■ Task directions ■
Could you copy the rows word for word, from the line containing "reads [[127, 199]]." through the final line of the rows, including both of those lines and leaving out the pictures?
— begin Information given —
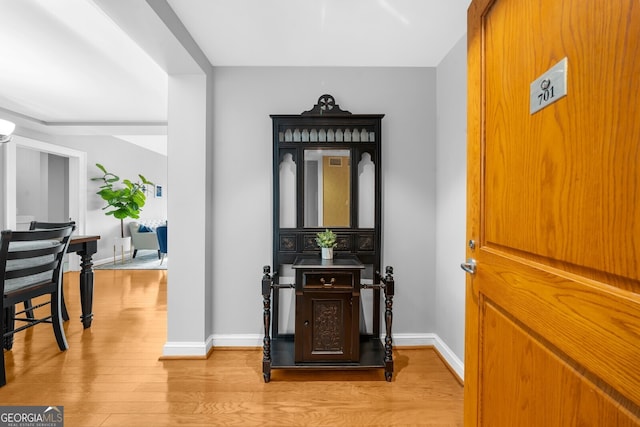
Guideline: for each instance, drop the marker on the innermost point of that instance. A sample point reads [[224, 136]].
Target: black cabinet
[[327, 174], [327, 309]]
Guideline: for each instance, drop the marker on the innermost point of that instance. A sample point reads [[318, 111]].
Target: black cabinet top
[[339, 262]]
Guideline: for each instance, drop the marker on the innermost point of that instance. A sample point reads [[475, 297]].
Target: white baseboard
[[201, 349], [194, 349]]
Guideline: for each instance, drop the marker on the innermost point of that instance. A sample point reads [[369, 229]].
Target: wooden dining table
[[85, 246]]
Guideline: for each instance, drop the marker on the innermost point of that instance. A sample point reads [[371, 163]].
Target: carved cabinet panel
[[325, 320]]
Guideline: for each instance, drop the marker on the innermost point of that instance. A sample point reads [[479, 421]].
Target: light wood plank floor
[[112, 376]]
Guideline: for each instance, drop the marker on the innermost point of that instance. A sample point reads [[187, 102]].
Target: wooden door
[[553, 310]]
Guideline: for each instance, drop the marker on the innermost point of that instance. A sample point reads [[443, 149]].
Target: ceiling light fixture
[[6, 129]]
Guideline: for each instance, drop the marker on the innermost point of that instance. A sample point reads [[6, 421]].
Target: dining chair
[[39, 225], [31, 267]]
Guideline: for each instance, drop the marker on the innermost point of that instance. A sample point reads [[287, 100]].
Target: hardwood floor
[[112, 376]]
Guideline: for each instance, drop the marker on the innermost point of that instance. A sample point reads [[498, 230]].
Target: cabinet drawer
[[327, 280]]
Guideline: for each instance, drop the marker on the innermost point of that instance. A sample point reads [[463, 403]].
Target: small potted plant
[[326, 241]]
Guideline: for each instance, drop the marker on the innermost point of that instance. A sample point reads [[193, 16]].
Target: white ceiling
[[66, 64]]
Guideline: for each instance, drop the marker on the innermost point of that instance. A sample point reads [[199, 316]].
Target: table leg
[[86, 289]]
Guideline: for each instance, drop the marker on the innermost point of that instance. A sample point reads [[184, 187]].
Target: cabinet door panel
[[326, 323]]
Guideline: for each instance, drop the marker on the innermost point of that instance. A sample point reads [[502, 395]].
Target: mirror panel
[[327, 188]]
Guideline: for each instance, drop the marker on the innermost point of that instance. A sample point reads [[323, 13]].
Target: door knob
[[469, 266]]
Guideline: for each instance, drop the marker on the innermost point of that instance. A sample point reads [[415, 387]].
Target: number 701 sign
[[549, 87]]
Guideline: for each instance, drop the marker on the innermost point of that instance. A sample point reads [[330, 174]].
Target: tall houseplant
[[125, 198]]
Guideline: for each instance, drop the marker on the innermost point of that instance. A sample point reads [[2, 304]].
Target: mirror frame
[[288, 243]]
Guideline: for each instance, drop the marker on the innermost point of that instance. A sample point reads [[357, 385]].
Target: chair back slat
[[26, 255]]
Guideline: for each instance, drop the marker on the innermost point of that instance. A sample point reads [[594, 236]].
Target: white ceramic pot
[[327, 253]]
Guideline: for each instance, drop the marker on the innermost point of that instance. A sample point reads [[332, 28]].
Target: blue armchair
[[161, 232]]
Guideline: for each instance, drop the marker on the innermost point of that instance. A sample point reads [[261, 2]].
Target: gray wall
[[451, 198], [243, 99]]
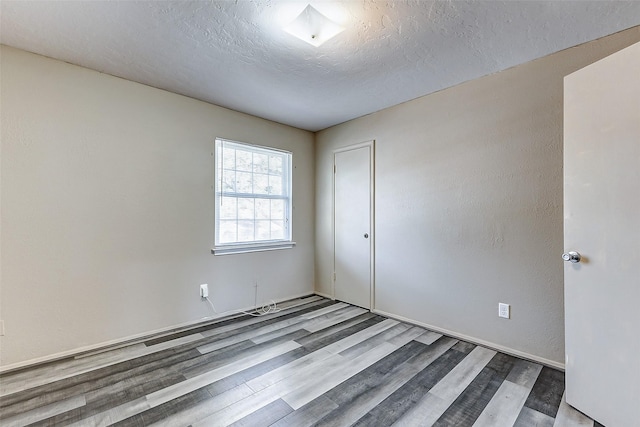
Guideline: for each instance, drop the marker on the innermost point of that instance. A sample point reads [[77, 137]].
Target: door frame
[[372, 234]]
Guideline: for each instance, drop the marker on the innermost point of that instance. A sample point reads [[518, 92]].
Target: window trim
[[258, 245]]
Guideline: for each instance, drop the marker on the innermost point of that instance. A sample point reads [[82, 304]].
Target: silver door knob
[[572, 256]]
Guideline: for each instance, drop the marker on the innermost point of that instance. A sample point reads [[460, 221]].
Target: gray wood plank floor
[[315, 363]]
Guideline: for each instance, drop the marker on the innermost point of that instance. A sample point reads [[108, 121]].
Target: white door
[[602, 224], [353, 239]]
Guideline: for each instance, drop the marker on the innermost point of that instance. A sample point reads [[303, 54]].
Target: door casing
[[371, 146]]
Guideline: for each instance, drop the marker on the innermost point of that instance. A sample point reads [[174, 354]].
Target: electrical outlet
[[204, 290], [504, 310]]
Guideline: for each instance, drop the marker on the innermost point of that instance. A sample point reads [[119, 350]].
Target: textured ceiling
[[235, 53]]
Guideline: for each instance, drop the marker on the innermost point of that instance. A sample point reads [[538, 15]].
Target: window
[[253, 198]]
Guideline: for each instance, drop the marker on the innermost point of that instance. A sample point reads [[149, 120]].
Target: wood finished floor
[[315, 363]]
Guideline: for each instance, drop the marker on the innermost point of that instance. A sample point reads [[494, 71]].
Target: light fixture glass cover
[[313, 27]]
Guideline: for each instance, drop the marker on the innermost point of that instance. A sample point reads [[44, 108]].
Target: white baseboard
[[494, 346], [322, 294], [137, 338]]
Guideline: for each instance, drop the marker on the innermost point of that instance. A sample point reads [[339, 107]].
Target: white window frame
[[256, 245]]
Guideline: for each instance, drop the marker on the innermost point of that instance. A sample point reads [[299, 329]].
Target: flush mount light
[[313, 27]]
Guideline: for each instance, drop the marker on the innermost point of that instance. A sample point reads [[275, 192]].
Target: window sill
[[252, 247]]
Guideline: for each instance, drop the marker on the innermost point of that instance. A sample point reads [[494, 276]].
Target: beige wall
[[469, 203], [107, 209]]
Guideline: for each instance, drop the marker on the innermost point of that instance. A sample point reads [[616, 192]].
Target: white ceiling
[[235, 53]]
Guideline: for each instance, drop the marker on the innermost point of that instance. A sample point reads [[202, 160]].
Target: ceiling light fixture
[[313, 27]]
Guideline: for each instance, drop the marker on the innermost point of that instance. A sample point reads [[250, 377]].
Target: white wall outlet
[[204, 291], [504, 310]]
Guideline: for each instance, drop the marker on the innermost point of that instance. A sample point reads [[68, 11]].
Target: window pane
[[261, 184], [255, 185], [245, 209], [277, 209], [260, 163], [244, 182], [228, 208], [263, 208], [228, 181], [275, 185], [229, 158], [245, 231], [275, 165], [243, 160], [227, 231], [277, 230], [263, 230]]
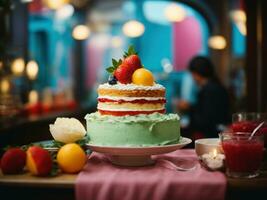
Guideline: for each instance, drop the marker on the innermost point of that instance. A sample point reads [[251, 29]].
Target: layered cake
[[131, 108]]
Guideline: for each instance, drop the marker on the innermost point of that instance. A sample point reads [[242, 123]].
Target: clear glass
[[247, 122], [243, 155]]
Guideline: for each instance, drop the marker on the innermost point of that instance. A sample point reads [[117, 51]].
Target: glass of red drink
[[243, 154], [247, 122]]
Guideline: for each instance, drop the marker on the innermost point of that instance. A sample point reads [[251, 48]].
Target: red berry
[[13, 161], [133, 61], [124, 73]]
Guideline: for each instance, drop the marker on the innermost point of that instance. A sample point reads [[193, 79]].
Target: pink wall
[[187, 42]]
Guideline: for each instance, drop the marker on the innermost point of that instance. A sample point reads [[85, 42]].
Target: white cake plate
[[136, 156]]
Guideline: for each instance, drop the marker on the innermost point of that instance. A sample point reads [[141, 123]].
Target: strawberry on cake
[[131, 108]]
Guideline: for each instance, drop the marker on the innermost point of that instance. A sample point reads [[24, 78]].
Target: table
[[26, 186]]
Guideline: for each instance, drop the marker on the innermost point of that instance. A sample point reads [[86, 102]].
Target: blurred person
[[211, 110]]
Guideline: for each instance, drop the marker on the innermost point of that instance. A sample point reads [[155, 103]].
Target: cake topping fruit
[[112, 80], [131, 59], [122, 70], [124, 74], [143, 77], [13, 161], [71, 158], [39, 161]]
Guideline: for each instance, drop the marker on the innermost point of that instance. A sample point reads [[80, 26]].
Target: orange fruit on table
[[71, 158], [38, 161], [143, 76]]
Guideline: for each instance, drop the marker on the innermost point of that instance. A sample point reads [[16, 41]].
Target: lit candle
[[4, 86], [18, 66], [213, 160], [32, 70], [33, 97]]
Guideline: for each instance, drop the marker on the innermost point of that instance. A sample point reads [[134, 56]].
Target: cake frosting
[[140, 130], [131, 108]]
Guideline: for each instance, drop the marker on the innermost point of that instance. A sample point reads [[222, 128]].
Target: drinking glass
[[243, 155], [248, 121]]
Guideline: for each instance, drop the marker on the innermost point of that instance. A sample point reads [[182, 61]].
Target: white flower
[[67, 130]]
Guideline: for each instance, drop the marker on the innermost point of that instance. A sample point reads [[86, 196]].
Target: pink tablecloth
[[101, 180]]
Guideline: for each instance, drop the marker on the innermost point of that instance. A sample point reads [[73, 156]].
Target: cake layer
[[136, 101], [113, 106], [131, 90], [131, 113], [141, 130], [130, 99]]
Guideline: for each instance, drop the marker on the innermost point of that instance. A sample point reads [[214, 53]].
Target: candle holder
[[210, 153], [213, 161]]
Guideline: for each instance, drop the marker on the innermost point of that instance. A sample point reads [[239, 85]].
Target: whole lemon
[[143, 77], [71, 158]]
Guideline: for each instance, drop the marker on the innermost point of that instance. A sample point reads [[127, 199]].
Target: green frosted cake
[[131, 108], [140, 130]]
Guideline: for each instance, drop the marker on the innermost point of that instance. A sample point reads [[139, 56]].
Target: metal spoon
[[255, 130], [179, 167]]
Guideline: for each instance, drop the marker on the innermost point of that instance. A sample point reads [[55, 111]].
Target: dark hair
[[202, 66]]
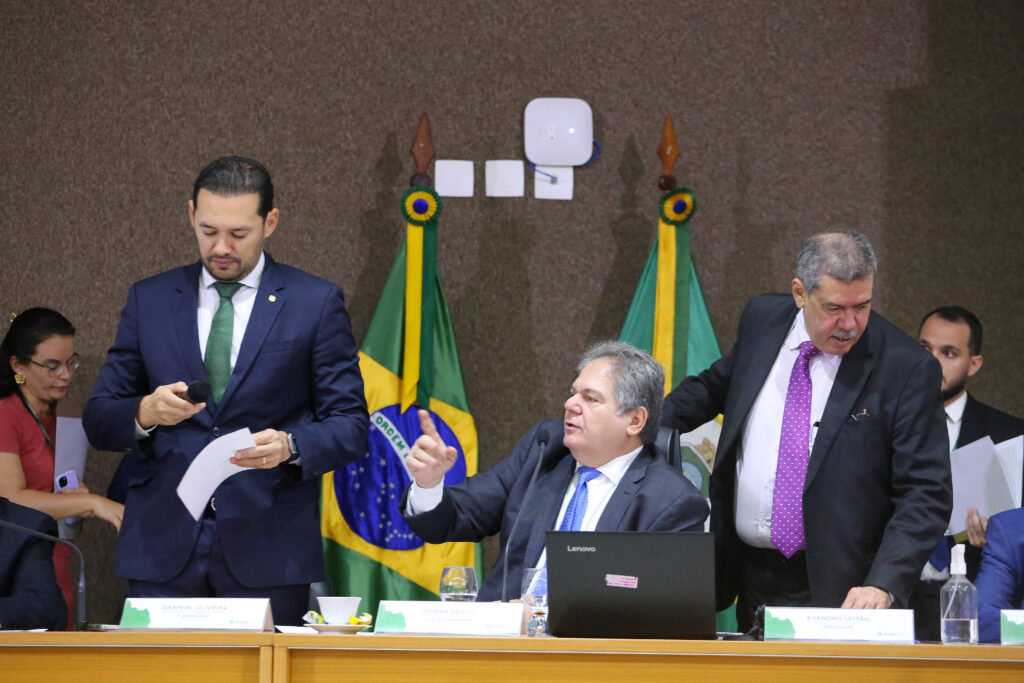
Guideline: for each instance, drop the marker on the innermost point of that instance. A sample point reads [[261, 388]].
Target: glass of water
[[459, 585], [535, 594]]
— end Information given —
■ Answer to the task ■
Guideline: for each instance, drop the marker on the innermost point of that instance. A sample point reads [[127, 199]].
Target: green frosted cake
[[131, 108], [140, 130]]
Guideline: for each instance, drop the marker on the innermost point of that instance. A sample point reads [[139, 56]].
Target: metal spoon
[[255, 130], [179, 167]]
Guideline: for each instance, drop the marker on the innermost point of that instance. A sample point reads [[55, 111]].
Target: dark hair
[[202, 66]]
Guideline: for each instance, drop the marker on the innermost point of that instance. A sample point reads [[261, 388]].
Target: glass of water
[[459, 585], [535, 594]]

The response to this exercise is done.